- **LATIHAN 1**:
Tampilkan persis bagian dari kutipan tentang liberalisme dan sekularisme, yaitu bagian yang diawali kata-kata "Paham ‘kebebasan’ merupakan" dan diakhiri "membantu antara mereka.".

- **KUTIPAN BACAAN**:
Kamis, 05 April 2012

Liberalisme dan Sekularisme



Paham ‘kebebasan’ merupakan konsep yang sangat penting dalam worldview sekuler. Dalam pandangan paham ini jagad raya tidak mempunyai kewujudan dan makna rohani. Tidak ada alam rohani, alam arwah, alam malakut, jabarut. Tidak ada surga dan neraka. Dalam pandangan alam sekuler, semua nilai dianggap tidak memiliki watak sakral, suci, dan kekal abadi. Kegiatan dan tujuan politik hanya terbatas kepada kepentingan dunia saja, tidak ada ukhrawi. Serta alat untuk mencapai kesejahteraan duniawi ini hanyalah akal fikiran manusia dan saling membantu antara mereka.
Menurut Wan Daud, prinsip-prinsip ini disimpulkan setelah Barat melewati pengalaman yang amat memilukan dengan agama Kristen selama lebih seribu tahun. Pengalaman pahit ini kemudian digeneralisasikan sebagai suatu hukum tetap perkembangan manusia, seperti yang diungkapkan Max Weber dan lain-lain. Yakni, sebelum manusia mencapai tahap evolusi intelektual dan saintifik, mereka sangat memerlukan Worldview berbasis magis, kemudian yang berbasis agama untuk menguraikan segala fenomena alam dan menafsirkan jatuh bangun roda kehidupan yang tidak menentu.
Paham ‘kebebasan’ (liberty/freedom) secara resmi digulirkan oleh kelompok Free Mason yang mulai berdiri di Inggris tahun 1717. Kelompok ini kemudian berkembang pesat di AS mulai tahun 1733 dan berhasil menggulirkan revolusi tahun 1776. Patung liberty menjadi simbol kebebasan. Prinsip freedom dijunjung tinggi. Tahun 1789, gerakan kebebasan berhasil menggerakkan revolusi Perancis juga dengan mengusung jargon “liberty, equality, fraternity”. Pada awal abad ke-20, gerakan kebebasan ini menyerbu Turki Ustmani.

- **LATIHAN 2**:
Sajikan baris-baris dalam entri sebagai daftar JSON berisi string, satu string untuk setiap baris dan tanpa baris kosong. Baris-baris itu dimulai dari baris yang memuat "Target: collar of white jersey" sampai akhir entri, dan gambar tidak perlu dimasukkan.

(Data pelabelan titik berbasis foto)
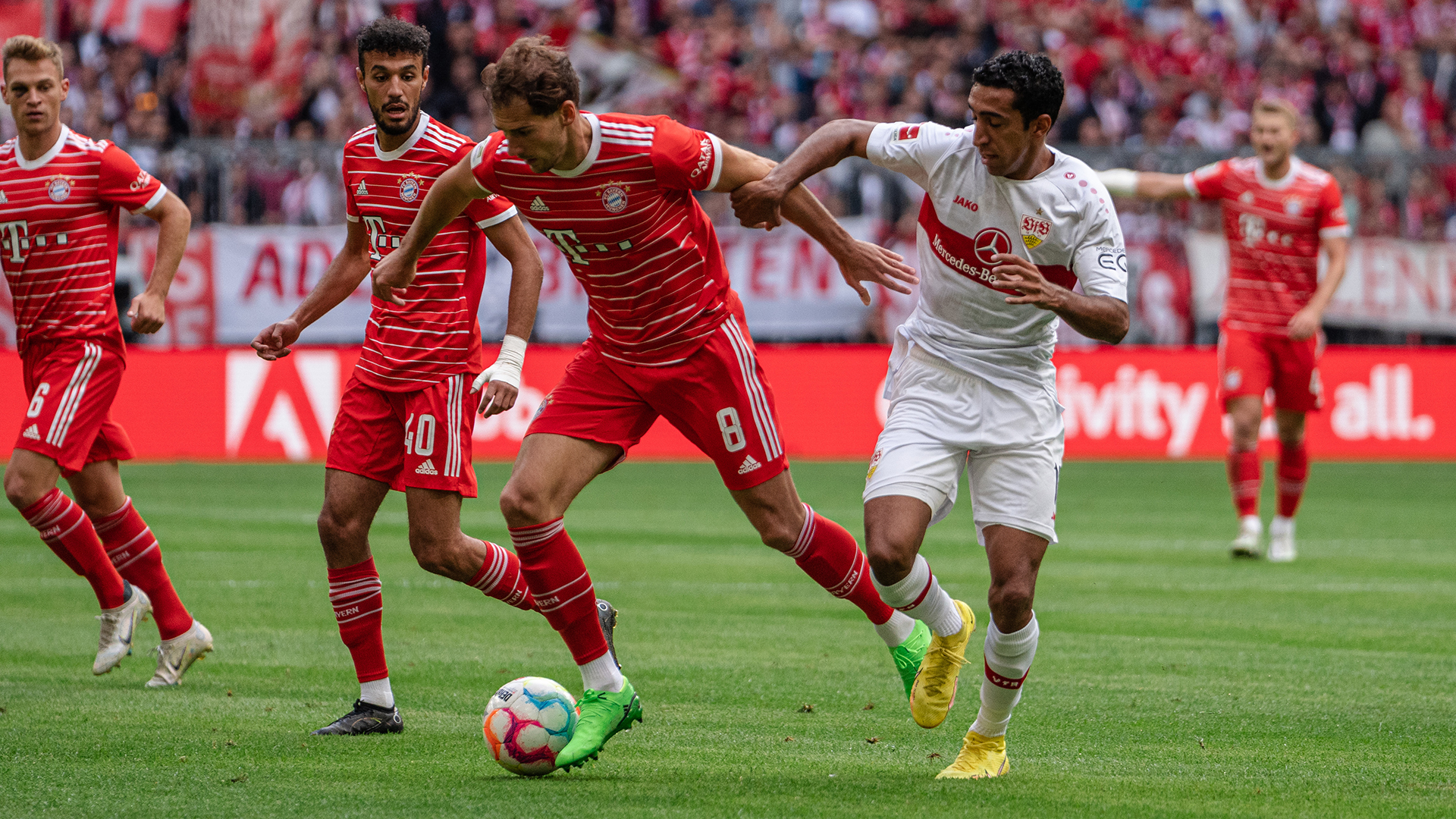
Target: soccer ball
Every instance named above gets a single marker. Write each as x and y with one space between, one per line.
528 723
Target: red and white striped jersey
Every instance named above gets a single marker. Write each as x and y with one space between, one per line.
1273 228
436 334
58 235
635 238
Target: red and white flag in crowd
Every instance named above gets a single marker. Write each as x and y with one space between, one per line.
150 24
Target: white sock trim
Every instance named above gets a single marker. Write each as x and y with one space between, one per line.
378 692
601 675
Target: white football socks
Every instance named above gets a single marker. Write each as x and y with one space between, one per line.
378 692
1008 656
601 675
896 630
921 596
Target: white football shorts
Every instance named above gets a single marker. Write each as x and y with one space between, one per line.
944 420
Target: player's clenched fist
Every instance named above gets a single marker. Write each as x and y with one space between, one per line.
273 343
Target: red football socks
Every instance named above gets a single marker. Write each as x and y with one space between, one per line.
558 579
71 535
359 607
137 557
501 577
1244 482
1293 469
830 556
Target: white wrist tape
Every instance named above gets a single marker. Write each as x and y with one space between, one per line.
507 368
1120 181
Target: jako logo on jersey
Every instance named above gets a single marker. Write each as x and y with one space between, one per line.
410 187
1034 231
613 199
705 158
58 188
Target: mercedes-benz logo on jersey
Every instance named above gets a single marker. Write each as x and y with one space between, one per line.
989 242
60 188
613 199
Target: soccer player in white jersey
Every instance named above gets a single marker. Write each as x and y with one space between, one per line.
1008 231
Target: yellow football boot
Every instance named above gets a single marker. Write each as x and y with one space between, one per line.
934 689
981 758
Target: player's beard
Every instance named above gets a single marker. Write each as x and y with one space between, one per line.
381 121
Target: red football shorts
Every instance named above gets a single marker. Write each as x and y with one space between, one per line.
717 398
1250 363
71 385
406 439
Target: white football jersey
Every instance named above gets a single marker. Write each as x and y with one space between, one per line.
1060 221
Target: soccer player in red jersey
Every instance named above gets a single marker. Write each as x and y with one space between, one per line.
58 206
1279 213
405 417
667 338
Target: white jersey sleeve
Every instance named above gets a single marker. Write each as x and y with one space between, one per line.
1100 260
913 149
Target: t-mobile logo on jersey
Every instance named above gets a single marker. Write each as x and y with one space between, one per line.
15 238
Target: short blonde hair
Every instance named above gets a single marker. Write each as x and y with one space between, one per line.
1279 107
34 50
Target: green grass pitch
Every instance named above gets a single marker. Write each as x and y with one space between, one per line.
1169 681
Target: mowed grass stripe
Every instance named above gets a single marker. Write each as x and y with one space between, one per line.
1169 681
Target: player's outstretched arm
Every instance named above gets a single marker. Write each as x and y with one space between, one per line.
503 379
343 278
1103 318
1123 183
446 200
149 311
858 261
756 203
1307 322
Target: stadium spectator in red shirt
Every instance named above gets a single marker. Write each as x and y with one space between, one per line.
1279 213
405 417
669 338
58 207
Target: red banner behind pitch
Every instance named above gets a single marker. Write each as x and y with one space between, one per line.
1120 403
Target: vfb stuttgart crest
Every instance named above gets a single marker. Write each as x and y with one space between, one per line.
410 187
613 199
58 188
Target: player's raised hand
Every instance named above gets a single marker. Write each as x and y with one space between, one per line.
865 261
1015 273
756 205
273 343
147 314
392 276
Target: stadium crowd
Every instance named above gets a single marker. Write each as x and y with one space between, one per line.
1375 79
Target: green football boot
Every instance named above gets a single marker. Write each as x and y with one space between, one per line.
908 654
603 714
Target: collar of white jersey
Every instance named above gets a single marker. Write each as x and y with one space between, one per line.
410 143
592 152
1283 181
31 165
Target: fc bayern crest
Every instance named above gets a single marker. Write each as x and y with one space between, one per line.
613 199
410 188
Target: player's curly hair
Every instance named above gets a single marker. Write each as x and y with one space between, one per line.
1036 82
394 36
535 71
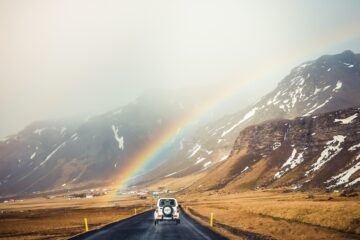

- **KELUARAN LENGKAP 1**:
Paham ‘kebebasan’ merupakan konsep yang sangat penting dalam worldview sekuler. Dalam pandangan paham ini jagad raya tidak mempunyai kewujudan dan makna rohani. Tidak ada alam rohani, alam arwah, alam malakut, jabarut. Tidak ada surga dan neraka. Dalam pandangan alam sekuler, semua nilai dianggap tidak memiliki watak sakral, suci, dan kekal abadi. Kegiatan dan tujuan politik hanya terbatas kepada kepentingan dunia saja, tidak ada ukhrawi. Serta alat untuk mencapai kesejahteraan duniawi ini hanyalah akal fikiran manusia dan saling membantu antara mereka.

- **KELUARAN LENGKAP 2**:
[
  "Target: collar of white jersey",
  "Every instance named above gets a single marker. Write each as x and y with one space between, one per line.",
  "410 143",
  "592 152",
  "1283 181",
  "31 165",
  "Target: fc bayern crest",
  "Every instance named above gets a single marker. Write each as x and y with one space between, one per line.",
  "613 199",
  "410 188",
  "Target: player's curly hair",
  "Every instance named above gets a single marker. Write each as x and y with one space between, one per line.",
  "1036 82",
  "394 36",
  "535 71"
]